Start of GIVEN PASSAGE

Middle East crisis live: Trump considering ‘winding down’ war as US eases sanctions on Iranian oil; Israel launches retaliatory strikes

Move to allow shipments already at sea comes amid a supply crisis and after US president says he does not ‘want to do a ceasefire’; IDF says it is attacking regime targets in Tehran after missiles fired at Israel from Iran

Hello and welcome to our continuing live coverage of the US-Israel war on Iran and its repercussions for the Middle East, the world and the global economy.

President Donald Trump said on Friday he was considering “winding down” military operations against Iran, as the US temporarily eased sanctions on Iranian oil shipments to stem a global supply crisis.

Iran is willing to help Japanese ships sail a vital route for global fuel supplies, foreign minister Abbas Araghchi told Kyodo News in an interview published on Saturday. Japan depends on crude oil imports from the Middle East, most of which transits the strait of Hormuz.

End of GIVEN PASSAGE
Start of RECORDS PROVIDED

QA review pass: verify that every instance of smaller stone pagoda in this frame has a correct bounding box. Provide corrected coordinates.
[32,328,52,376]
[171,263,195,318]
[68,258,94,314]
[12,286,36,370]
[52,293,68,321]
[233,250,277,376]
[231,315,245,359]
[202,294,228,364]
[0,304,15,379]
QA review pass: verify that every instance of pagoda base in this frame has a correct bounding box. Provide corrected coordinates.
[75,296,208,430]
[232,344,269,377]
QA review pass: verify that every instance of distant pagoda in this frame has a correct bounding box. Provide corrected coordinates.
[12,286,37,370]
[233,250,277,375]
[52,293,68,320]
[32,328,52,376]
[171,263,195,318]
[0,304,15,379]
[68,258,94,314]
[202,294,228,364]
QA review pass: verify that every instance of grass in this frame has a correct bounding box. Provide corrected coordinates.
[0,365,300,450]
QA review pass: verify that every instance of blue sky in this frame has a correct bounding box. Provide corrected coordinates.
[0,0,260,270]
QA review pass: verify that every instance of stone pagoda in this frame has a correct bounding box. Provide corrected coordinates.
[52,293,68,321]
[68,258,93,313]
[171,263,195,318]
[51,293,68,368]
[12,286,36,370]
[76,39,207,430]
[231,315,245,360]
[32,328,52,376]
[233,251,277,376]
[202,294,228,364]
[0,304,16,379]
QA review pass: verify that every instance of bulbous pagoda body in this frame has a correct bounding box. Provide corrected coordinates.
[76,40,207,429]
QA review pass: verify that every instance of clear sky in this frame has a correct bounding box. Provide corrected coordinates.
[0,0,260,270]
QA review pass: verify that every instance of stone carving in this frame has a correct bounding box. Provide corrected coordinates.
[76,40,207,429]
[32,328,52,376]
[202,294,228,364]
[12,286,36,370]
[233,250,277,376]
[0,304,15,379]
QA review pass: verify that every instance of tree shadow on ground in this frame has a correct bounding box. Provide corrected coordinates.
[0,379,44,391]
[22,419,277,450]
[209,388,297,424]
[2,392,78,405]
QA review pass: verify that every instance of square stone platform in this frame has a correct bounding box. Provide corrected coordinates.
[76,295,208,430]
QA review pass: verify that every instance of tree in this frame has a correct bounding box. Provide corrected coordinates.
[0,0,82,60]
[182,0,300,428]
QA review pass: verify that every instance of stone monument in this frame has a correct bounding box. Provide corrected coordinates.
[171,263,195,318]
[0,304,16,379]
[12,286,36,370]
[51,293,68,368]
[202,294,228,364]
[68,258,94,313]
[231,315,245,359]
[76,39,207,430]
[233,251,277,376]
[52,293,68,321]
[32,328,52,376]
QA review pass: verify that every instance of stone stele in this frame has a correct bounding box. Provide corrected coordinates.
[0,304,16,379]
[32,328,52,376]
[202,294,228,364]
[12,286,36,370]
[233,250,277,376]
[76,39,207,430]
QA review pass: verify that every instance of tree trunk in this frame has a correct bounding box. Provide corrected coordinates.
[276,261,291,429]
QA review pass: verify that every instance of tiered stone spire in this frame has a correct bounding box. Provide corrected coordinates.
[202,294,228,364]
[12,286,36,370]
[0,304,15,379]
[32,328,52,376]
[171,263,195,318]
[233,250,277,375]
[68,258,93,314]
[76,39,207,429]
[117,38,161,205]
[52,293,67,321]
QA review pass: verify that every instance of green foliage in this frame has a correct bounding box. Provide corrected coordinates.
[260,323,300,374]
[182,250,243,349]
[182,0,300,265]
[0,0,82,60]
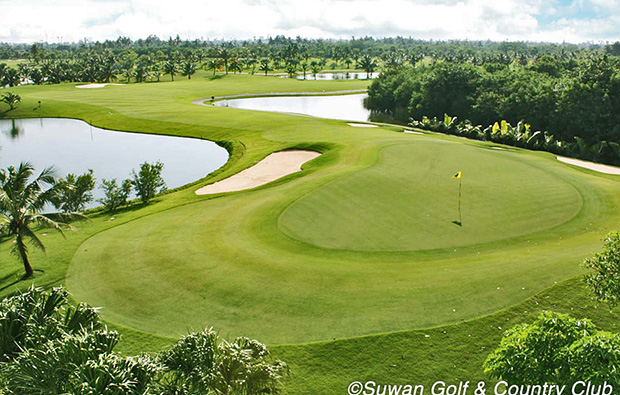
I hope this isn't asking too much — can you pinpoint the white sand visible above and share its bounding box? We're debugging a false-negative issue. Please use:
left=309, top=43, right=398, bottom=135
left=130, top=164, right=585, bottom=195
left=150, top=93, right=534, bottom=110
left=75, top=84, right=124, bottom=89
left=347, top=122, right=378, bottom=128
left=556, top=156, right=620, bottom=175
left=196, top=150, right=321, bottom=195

End of RECORDS PROVIDED

* DIRECTIONS *
Rewrite the Middle East crisis report starting at "Iran is willing" and ending at "strait of Hormuz.", using "Sunday" in place of "Saturday".

* EXPECTED OUTPUT *
Iran is willing to help Japanese ships sail a vital route for global fuel supplies, foreign minister Abbas Araghchi told Kyodo News in an interview published on Sunday. Japan depends on crude oil imports from the Middle East, most of which transits the strait of Hormuz.